Activity:
The answer must be a single number: how many lines in this listing hold the word "cabinet".

Extracted material:
—————
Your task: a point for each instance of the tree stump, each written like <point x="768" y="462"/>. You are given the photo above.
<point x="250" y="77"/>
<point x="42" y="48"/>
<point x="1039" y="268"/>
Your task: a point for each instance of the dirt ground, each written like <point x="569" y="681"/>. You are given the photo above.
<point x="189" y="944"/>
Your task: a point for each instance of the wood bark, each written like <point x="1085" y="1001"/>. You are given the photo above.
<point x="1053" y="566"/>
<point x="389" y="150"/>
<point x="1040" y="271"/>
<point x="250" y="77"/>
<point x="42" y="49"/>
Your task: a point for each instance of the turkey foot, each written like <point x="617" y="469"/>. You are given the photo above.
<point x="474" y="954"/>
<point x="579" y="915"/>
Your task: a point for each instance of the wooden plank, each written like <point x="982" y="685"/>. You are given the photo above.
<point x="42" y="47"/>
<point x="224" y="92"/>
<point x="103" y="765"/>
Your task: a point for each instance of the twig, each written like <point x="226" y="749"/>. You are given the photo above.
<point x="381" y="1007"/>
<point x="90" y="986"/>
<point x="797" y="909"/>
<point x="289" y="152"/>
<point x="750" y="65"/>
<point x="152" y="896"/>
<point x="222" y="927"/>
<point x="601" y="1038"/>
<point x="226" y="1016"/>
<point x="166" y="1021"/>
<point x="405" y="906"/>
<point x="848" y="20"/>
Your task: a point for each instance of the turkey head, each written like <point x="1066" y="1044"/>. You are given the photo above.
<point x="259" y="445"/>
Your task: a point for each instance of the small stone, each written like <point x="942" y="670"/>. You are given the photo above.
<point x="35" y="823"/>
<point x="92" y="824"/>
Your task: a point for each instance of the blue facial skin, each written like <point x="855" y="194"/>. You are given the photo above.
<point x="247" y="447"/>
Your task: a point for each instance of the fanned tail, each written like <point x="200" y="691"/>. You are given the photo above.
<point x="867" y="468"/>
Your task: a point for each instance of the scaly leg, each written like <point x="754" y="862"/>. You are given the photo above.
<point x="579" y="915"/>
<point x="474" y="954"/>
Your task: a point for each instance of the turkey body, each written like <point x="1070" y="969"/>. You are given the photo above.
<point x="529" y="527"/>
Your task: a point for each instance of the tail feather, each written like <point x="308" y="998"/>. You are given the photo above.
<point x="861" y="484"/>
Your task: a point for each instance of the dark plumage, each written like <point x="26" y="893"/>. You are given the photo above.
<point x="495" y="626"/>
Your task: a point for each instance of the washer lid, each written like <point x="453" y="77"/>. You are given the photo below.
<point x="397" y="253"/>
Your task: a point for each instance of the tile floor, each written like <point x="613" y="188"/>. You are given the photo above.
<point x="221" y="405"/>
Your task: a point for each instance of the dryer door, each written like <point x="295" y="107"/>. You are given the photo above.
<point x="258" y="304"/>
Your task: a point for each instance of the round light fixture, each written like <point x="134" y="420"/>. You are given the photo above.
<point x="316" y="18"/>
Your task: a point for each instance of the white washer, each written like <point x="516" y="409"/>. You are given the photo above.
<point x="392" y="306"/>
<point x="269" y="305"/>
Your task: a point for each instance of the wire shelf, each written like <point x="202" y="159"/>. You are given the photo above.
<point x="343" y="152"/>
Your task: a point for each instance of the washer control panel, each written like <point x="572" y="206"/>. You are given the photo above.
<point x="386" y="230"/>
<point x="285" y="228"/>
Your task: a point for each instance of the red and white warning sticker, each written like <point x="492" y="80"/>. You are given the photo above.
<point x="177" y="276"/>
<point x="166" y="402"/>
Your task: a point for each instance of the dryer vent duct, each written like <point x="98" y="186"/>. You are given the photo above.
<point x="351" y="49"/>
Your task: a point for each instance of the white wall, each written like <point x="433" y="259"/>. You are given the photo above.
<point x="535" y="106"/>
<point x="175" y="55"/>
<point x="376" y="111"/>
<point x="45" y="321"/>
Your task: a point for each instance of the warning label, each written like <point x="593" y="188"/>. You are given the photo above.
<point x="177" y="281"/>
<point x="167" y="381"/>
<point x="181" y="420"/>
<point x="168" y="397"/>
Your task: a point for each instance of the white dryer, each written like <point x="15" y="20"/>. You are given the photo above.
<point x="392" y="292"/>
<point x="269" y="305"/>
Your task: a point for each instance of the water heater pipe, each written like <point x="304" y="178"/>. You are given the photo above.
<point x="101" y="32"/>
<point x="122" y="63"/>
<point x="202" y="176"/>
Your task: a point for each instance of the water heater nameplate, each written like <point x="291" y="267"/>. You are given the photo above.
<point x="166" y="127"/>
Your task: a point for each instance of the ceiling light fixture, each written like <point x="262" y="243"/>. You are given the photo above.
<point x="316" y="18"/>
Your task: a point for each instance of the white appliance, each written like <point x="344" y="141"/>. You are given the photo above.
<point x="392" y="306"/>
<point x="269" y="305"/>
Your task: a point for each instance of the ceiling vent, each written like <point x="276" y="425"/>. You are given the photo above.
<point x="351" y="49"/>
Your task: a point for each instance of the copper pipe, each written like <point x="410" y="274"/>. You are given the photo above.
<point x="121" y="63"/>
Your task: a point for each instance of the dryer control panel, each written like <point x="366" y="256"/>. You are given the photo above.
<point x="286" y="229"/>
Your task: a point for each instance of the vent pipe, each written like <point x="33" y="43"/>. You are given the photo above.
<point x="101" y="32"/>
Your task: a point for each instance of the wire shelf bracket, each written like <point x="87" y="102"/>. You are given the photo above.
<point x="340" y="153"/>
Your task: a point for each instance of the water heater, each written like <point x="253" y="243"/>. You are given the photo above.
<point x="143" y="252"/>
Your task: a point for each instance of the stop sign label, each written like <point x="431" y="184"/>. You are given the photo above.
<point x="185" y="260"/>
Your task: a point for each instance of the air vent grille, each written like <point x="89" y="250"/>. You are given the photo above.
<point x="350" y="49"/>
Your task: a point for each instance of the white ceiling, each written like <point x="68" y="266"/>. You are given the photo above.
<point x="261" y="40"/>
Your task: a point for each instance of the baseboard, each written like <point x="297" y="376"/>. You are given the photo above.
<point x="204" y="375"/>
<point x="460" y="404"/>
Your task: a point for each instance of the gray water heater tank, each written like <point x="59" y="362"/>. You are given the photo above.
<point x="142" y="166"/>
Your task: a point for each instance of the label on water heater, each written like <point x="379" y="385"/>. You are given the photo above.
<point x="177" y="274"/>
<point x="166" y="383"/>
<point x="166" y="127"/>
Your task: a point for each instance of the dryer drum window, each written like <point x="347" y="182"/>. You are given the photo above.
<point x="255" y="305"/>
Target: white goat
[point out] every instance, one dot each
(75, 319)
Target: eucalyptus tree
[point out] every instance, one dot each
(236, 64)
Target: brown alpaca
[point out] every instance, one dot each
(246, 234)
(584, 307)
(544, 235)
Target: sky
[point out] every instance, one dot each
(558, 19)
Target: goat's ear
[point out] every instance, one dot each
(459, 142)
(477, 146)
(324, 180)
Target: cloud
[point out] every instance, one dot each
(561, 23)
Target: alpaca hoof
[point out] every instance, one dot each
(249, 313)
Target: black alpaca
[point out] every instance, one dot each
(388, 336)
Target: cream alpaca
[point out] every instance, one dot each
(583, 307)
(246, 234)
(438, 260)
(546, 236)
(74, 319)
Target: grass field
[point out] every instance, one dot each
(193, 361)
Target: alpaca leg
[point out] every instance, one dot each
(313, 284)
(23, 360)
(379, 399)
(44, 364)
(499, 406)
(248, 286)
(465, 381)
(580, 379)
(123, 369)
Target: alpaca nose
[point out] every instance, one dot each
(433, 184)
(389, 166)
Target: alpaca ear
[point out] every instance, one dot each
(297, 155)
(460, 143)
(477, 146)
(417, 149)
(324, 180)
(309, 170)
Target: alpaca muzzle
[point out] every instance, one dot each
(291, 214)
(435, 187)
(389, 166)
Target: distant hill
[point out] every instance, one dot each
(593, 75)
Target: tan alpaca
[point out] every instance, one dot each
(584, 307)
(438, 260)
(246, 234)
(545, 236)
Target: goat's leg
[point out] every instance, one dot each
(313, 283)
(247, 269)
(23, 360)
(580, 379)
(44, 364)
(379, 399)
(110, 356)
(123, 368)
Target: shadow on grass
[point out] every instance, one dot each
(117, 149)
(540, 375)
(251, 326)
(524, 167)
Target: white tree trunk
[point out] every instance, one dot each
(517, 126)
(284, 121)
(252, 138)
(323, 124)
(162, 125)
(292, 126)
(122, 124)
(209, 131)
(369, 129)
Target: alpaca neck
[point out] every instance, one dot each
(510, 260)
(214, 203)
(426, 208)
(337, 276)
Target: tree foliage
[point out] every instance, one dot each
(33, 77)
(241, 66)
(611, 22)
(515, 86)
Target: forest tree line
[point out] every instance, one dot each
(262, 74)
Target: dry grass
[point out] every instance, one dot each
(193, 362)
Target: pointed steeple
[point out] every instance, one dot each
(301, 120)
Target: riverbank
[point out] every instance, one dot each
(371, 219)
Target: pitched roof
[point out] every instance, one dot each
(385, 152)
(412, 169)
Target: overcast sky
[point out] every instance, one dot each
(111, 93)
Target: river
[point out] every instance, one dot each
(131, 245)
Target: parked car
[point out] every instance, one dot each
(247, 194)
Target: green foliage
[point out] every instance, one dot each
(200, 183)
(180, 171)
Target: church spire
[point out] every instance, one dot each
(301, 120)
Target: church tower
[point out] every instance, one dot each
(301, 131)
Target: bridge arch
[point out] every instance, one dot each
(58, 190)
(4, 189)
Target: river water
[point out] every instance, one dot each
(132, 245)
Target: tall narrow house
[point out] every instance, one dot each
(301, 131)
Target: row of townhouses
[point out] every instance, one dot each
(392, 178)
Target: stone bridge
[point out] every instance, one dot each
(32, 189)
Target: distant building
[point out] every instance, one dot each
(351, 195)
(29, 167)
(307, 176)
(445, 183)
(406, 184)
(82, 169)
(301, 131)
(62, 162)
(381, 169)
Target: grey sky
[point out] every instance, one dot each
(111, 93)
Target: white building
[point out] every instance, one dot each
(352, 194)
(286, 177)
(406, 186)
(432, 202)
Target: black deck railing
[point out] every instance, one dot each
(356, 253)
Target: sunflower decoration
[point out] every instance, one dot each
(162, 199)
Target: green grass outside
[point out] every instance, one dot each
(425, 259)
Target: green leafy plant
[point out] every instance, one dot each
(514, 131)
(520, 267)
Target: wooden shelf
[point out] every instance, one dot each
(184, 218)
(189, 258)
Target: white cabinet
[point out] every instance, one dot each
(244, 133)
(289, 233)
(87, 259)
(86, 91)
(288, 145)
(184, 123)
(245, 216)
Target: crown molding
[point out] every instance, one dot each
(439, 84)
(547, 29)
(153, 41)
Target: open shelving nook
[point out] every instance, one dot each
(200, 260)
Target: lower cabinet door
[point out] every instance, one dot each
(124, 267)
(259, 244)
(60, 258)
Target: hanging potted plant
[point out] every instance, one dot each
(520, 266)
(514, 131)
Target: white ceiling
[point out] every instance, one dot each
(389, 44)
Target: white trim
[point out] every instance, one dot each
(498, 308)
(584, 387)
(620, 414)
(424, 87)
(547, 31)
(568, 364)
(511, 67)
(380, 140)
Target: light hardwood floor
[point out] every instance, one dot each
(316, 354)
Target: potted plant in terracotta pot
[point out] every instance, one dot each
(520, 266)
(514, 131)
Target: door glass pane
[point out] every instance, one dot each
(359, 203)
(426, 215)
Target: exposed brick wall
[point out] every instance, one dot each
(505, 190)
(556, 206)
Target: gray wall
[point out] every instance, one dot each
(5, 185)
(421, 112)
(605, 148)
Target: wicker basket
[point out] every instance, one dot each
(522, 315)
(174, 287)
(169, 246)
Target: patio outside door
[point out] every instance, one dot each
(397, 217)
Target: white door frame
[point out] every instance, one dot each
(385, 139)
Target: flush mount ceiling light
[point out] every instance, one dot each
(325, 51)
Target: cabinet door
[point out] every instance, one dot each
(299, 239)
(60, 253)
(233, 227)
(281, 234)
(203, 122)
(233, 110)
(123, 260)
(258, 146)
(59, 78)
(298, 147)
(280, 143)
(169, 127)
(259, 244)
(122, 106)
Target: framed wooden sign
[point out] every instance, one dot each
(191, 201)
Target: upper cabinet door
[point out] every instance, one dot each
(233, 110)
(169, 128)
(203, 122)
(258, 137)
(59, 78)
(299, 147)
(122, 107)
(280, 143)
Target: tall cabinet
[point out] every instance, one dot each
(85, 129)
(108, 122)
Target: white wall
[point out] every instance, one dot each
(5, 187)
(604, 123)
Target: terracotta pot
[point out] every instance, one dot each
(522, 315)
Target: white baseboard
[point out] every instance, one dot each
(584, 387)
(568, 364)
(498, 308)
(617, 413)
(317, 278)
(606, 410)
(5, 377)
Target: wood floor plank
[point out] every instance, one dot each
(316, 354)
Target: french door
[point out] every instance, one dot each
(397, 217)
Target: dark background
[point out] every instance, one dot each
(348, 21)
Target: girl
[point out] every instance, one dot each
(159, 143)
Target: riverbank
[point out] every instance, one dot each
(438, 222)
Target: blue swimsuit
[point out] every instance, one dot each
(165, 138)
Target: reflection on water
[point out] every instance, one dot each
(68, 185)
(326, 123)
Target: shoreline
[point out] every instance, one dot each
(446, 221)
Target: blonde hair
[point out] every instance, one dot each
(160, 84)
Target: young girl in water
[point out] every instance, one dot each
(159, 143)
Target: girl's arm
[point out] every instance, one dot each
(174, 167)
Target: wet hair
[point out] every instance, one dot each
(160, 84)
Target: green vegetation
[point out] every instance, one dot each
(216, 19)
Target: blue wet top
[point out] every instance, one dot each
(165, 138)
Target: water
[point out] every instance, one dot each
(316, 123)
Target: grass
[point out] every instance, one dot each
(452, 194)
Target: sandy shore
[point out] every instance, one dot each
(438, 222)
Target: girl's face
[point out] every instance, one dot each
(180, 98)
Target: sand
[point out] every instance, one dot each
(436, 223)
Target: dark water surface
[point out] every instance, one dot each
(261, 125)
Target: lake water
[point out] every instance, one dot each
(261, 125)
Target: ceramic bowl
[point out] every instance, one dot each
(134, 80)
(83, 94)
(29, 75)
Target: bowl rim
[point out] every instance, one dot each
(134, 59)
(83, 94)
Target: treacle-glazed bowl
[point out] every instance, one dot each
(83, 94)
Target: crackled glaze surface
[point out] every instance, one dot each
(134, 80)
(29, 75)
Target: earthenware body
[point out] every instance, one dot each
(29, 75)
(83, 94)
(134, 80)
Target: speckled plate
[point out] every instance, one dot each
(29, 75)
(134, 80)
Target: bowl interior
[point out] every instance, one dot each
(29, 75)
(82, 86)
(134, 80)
—————
Your response:
5